— Start Data shown —

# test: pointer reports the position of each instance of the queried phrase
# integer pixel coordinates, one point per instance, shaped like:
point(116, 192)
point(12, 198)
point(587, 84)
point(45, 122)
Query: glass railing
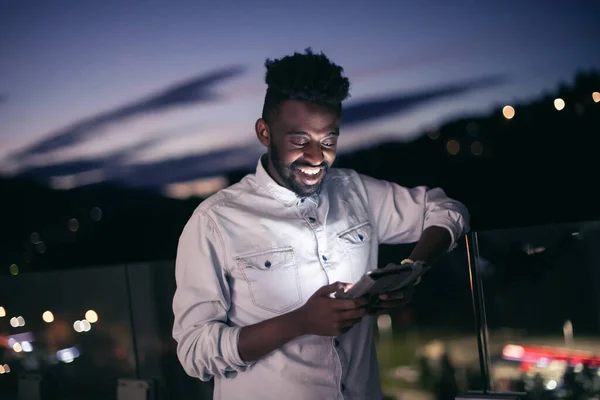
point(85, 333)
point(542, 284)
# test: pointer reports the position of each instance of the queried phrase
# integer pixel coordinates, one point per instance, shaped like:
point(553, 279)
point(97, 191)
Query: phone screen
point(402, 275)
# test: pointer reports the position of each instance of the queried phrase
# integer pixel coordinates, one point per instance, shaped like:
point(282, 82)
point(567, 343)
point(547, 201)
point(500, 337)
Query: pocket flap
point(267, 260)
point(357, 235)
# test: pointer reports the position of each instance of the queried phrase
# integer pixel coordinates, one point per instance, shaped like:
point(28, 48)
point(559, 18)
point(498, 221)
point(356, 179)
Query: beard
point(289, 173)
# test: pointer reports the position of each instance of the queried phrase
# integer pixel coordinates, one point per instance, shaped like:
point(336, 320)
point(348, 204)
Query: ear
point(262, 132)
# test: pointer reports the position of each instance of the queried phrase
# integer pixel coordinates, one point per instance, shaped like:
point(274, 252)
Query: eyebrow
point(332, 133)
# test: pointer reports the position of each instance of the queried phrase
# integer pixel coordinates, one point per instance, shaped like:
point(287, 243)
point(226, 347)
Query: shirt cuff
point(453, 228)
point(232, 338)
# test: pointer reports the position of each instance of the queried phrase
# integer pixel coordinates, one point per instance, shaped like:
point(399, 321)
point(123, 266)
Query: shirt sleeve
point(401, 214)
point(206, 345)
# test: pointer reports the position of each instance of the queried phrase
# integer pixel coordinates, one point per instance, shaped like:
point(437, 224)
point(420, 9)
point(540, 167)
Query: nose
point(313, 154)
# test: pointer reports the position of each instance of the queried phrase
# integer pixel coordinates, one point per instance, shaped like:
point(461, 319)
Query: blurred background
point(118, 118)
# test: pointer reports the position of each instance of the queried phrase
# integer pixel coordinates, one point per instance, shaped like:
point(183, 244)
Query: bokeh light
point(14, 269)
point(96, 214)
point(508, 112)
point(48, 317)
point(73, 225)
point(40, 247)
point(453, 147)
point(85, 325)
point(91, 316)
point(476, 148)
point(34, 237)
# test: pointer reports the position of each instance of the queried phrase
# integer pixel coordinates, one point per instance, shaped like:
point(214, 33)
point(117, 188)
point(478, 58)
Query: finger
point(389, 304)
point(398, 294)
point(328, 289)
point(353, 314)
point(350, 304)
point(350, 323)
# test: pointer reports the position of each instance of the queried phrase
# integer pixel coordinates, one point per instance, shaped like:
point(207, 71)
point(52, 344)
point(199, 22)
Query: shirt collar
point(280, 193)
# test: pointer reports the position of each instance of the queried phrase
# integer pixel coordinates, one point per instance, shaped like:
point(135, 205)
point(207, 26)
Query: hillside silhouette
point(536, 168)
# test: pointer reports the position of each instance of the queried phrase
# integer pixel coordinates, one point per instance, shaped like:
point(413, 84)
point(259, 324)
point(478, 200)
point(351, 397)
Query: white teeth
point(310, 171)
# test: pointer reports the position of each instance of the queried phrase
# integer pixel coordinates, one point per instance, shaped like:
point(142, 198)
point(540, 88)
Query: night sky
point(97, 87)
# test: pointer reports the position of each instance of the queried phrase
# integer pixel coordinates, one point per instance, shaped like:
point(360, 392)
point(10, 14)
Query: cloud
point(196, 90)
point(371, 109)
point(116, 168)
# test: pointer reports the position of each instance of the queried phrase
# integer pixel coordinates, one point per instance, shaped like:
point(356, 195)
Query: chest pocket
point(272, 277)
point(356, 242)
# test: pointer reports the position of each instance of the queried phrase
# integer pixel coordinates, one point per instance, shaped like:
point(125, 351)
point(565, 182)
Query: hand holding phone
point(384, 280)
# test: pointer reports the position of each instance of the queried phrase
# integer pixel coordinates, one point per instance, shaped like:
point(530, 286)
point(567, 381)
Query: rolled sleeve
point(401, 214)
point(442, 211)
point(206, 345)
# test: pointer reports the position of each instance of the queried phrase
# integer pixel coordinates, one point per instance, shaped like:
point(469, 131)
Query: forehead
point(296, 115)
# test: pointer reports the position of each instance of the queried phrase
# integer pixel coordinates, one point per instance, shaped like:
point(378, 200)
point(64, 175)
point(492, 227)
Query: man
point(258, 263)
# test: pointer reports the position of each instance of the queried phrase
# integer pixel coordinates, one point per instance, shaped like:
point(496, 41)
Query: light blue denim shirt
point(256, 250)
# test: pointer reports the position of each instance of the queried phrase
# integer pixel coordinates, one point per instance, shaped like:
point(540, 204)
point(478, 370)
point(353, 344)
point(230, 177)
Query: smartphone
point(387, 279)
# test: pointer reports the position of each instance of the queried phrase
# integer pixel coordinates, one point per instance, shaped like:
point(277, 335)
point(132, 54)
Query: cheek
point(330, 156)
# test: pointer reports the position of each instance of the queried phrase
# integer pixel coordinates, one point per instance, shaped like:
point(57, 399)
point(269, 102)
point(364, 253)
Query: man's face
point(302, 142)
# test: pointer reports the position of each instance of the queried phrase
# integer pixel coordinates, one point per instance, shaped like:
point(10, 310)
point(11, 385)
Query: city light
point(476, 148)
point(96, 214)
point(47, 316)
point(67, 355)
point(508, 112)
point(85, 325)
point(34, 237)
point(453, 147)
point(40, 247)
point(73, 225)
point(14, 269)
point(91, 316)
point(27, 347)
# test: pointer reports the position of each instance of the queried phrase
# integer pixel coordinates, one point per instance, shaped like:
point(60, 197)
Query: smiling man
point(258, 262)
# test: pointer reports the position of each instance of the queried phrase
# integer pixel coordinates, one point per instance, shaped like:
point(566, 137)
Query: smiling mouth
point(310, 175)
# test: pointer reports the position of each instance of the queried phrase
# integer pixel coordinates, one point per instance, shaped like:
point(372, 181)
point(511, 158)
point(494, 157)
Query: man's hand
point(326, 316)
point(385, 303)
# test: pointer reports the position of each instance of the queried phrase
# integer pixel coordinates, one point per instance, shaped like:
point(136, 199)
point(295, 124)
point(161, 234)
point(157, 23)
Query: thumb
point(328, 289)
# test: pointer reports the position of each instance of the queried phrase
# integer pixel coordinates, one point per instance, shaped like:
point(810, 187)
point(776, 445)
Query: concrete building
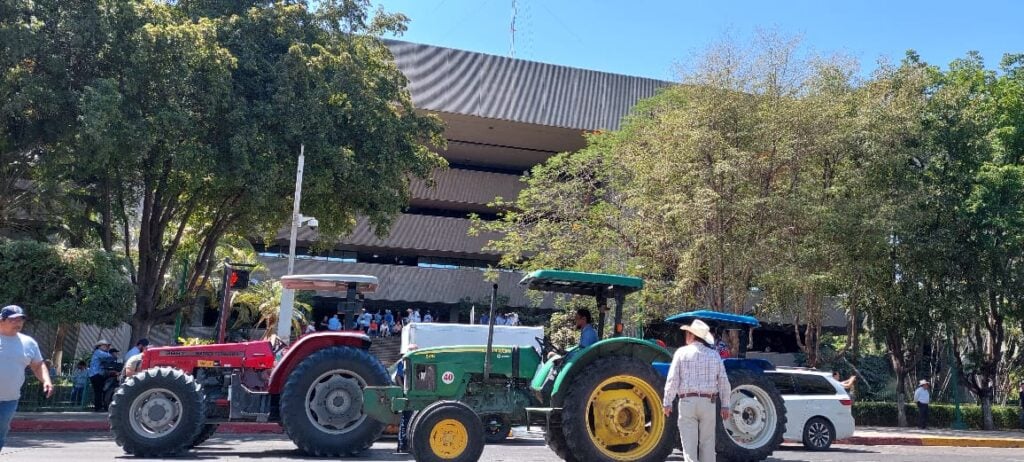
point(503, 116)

— End Data shown —

● Work to do
Output the lines above unchanged, starting at the first one and ending at the line that contains "point(357, 235)", both included. Leave the pictures out.

● Expected output
# test: pointer reports the position of each instance of the queried phrase
# integer pixel coordinates, one point per instance, shaped like:
point(116, 192)
point(12, 198)
point(587, 84)
point(45, 122)
Query: glass railing
point(85, 333)
point(542, 284)
# test: pointer reports the position of each instance of the queried phrase
# integer pixel coordinates, one point per instance, shaped like:
point(553, 279)
point(97, 191)
Query: phone screen
point(402, 275)
# test: pointer reports the position of each instance of the queried phrase
# integer pixel coordinates, one point per instance, shaped like:
point(282, 82)
point(567, 343)
point(547, 201)
point(500, 337)
Query: pocket flap
point(267, 260)
point(357, 235)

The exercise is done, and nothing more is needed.